---------- СТРАНИЦА
Через два дня нас взяли в плен ливийские повстанцы. Мы с коллегой и другом долго искали компаньонов для нашей авантюры. Проанализировав поток информации из повстанческой столицы, мы заметили такую любопытную деталь: никто и никогда ничего не писал о том, что происходит в глубине Киренаики, в песках Ливии, там, где находятся нефтеносные поля. По скупой официальной информации, власть там была в руках повстанцев. Верилось в это с большим трудом, особенно после того, как мы буквально напоролись на разведку Каддафи в 180 километрах от Бенгази. Официально повстанцы контролировали большинство нефтяных месторождений Ливии, под эту непроверенную информацию Бенгази набрал кучу кредитов и безжалостно эксплуатировал всю военную мощь «мирового демократического сообщества». Конечно, никто нам не дал поломать такую многомиллионную игру, и за городом Адждаби, как только мы отклонились от привычных журналистских маршрутов, нас сразу же задержали – двух корреспондентов КП и съемочную группу НТВ – пять человек. Несколько часов под конвоем нас возили из штаба в штаб и допрашивали. Настоящее беспокойство, зыбкое ощущение надвигающейся беды возникло к третьему часу задержания, когда нами занялся куратор. Молодой араб с «оксфордским» английским в кевларовом бронежилете и в баллистических, противоосколочных очках. Куратор и погнал наши машины под внушительным конвоем якобы в Бенгази. Так он нам сказал. Но компас в моих часах и солнце показывали, что везут нас все дальше и дальше на юг. Я покопался в своем рюкзаке, достал молитвослов. Иконка с 90-м псалмом, как скользкая рыбка, выскочила в мою ладонь из переплета книжечки. Я начал читать, негромко, но так, чтобы слышал мой товарищ, сидящий на переднем сиденье… Охранник, изможденный негр с канадской автоматической винтовкой, посмотрел на меня с уважением. Я заметил, что он внимательно слушает мой голос. Хотя, конечно, ничего не понимает. Я сам стал понимать всего несколько дней назад… В машине стало как-то тихо, и радио заткнулось само по себе. Или его выключил водитель… Сотни раз замечал, что представители самых-самых диких и озлобленных архаичных народов по-другому воспринимают верующих людей. Кого они не любят и не уважают – неверующих, потому что только наличие Веры отличает нас от животных.
«на руках возьмут тя, да некогда преткнеши о камень ногу твою»
--------------------
---------- МАТЕРИАЛ
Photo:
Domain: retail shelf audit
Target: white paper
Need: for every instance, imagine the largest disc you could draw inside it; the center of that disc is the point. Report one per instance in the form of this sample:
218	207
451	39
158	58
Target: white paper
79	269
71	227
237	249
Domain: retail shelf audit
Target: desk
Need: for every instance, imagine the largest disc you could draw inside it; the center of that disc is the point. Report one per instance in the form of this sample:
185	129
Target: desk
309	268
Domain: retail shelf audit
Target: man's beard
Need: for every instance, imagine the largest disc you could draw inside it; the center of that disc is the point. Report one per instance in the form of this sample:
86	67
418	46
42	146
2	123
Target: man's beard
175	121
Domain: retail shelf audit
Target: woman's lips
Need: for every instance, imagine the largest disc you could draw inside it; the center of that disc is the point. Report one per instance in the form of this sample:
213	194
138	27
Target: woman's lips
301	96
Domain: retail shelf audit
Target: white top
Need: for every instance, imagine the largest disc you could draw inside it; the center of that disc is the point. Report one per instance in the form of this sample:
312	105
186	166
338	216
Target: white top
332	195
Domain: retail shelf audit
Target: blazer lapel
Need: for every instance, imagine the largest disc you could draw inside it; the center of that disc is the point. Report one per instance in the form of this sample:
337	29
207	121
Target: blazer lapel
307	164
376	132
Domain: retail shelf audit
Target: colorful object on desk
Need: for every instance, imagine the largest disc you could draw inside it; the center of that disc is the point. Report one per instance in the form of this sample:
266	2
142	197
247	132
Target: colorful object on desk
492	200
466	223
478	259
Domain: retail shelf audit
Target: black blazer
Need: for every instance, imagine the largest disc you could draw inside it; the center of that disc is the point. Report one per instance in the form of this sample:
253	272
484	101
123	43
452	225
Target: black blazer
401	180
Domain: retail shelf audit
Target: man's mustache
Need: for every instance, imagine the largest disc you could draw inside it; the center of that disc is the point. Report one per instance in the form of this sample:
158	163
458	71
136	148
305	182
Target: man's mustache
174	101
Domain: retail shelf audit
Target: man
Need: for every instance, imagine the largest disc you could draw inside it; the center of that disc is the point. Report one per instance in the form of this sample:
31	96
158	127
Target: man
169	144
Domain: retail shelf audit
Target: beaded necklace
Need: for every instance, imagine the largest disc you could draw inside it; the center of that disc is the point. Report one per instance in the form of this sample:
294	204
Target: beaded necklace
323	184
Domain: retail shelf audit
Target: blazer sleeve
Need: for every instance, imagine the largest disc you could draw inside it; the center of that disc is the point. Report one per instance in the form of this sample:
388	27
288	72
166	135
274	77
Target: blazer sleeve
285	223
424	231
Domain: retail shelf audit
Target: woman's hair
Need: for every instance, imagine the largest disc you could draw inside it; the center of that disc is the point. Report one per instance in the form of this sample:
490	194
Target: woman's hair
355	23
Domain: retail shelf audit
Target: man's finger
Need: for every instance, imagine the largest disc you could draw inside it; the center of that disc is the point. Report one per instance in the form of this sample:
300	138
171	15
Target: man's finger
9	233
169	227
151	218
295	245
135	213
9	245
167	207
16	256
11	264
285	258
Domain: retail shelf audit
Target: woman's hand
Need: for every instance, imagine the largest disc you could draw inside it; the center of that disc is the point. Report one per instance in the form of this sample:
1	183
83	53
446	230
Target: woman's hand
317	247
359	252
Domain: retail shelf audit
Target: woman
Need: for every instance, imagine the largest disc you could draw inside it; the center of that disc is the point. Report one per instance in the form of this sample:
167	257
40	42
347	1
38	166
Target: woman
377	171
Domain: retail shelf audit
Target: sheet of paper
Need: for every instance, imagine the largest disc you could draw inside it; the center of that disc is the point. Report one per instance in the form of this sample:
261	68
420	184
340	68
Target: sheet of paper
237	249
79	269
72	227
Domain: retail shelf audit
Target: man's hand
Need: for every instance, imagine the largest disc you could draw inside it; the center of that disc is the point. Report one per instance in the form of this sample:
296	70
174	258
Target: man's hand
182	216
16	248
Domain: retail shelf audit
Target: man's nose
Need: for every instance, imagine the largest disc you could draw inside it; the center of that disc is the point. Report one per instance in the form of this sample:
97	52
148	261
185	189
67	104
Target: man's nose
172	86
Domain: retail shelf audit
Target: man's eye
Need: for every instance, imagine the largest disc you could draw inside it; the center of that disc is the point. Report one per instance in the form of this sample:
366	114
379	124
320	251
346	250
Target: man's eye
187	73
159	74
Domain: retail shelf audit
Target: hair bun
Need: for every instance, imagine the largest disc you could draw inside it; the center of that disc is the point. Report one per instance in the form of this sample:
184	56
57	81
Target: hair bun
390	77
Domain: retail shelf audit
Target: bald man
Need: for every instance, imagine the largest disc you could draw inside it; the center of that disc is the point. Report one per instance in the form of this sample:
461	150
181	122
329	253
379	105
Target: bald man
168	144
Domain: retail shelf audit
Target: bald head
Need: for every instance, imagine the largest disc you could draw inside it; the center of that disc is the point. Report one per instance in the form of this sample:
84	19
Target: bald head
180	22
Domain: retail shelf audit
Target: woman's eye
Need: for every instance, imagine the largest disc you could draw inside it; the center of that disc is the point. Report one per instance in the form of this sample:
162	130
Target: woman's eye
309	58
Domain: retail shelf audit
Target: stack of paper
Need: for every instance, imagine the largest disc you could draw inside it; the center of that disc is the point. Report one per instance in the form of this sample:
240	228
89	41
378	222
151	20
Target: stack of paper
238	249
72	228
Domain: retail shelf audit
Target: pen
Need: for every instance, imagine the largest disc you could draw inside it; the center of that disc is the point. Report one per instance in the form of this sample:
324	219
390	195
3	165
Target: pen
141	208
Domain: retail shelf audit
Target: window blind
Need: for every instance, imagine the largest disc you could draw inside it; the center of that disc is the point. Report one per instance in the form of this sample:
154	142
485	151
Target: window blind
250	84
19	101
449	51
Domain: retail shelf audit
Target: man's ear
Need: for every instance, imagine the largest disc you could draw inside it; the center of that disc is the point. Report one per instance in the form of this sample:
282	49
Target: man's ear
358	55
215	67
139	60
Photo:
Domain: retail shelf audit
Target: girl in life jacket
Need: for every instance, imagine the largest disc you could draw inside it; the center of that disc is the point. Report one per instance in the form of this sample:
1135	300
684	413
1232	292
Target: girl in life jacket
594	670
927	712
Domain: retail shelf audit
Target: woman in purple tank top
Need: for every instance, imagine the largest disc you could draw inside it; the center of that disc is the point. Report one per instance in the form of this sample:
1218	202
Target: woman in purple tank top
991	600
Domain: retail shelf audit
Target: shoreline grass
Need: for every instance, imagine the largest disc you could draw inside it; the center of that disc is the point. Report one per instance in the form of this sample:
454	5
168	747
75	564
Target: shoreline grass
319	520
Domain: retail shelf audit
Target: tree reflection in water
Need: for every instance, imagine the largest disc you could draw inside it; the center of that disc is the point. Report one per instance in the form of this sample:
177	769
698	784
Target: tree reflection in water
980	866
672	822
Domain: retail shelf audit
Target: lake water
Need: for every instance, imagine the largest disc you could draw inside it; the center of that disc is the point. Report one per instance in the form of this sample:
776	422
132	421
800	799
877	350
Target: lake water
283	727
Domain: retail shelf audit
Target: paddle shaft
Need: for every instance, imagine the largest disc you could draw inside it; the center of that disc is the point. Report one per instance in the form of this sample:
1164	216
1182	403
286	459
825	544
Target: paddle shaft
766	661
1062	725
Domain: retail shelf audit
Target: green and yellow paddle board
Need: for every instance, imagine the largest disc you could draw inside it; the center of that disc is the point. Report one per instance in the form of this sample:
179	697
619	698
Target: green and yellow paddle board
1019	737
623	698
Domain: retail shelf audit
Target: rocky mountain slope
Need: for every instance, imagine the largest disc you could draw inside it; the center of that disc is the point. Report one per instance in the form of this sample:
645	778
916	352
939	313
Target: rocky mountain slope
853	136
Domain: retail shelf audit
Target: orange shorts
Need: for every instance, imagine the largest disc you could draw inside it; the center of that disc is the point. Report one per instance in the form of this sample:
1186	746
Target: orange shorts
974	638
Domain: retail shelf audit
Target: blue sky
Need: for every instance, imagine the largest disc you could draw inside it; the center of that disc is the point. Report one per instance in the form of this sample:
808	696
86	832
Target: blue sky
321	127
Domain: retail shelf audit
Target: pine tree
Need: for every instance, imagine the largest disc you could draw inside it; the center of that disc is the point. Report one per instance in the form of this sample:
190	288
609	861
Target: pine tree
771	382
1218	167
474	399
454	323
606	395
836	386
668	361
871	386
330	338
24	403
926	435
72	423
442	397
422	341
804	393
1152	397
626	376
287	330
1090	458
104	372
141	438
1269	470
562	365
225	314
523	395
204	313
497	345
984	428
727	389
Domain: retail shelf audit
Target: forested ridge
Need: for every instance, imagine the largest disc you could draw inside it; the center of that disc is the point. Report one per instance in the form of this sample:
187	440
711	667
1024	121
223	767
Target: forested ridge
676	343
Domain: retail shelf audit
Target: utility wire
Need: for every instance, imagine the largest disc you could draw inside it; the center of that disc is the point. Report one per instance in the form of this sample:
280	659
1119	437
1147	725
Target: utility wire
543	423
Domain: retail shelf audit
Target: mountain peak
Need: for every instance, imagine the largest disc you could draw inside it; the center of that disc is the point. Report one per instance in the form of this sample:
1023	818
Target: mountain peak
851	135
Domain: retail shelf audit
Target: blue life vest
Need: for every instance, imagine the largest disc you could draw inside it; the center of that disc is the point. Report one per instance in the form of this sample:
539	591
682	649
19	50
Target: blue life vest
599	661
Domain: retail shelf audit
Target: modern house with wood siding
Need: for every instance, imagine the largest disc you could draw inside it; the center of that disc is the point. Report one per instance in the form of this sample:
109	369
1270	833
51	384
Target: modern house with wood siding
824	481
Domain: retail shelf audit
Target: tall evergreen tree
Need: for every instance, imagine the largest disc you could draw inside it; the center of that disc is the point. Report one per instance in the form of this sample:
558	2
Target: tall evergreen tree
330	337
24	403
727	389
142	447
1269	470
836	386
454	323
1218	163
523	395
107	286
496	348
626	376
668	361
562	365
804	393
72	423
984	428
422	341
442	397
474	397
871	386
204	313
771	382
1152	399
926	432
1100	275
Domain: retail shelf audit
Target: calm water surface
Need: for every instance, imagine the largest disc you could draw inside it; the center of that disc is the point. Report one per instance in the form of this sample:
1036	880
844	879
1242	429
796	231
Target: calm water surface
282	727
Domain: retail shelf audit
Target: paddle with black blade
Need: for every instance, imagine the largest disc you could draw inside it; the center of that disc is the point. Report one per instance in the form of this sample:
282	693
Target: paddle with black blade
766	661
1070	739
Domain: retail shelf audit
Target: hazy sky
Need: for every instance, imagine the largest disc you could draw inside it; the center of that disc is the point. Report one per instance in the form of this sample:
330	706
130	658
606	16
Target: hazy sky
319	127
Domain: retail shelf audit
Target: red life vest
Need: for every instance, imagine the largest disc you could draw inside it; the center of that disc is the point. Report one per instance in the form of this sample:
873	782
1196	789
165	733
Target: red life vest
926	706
--------------------
§ **ЗАДАНИЕ**:
На каком расстоянии от Бенгази, согласно тексту о плене в Ливии, автор и его спутники наткнулись на разведку Каддафи?

§ **ОТВЕТ**:
В 180 километрах от Бенгази.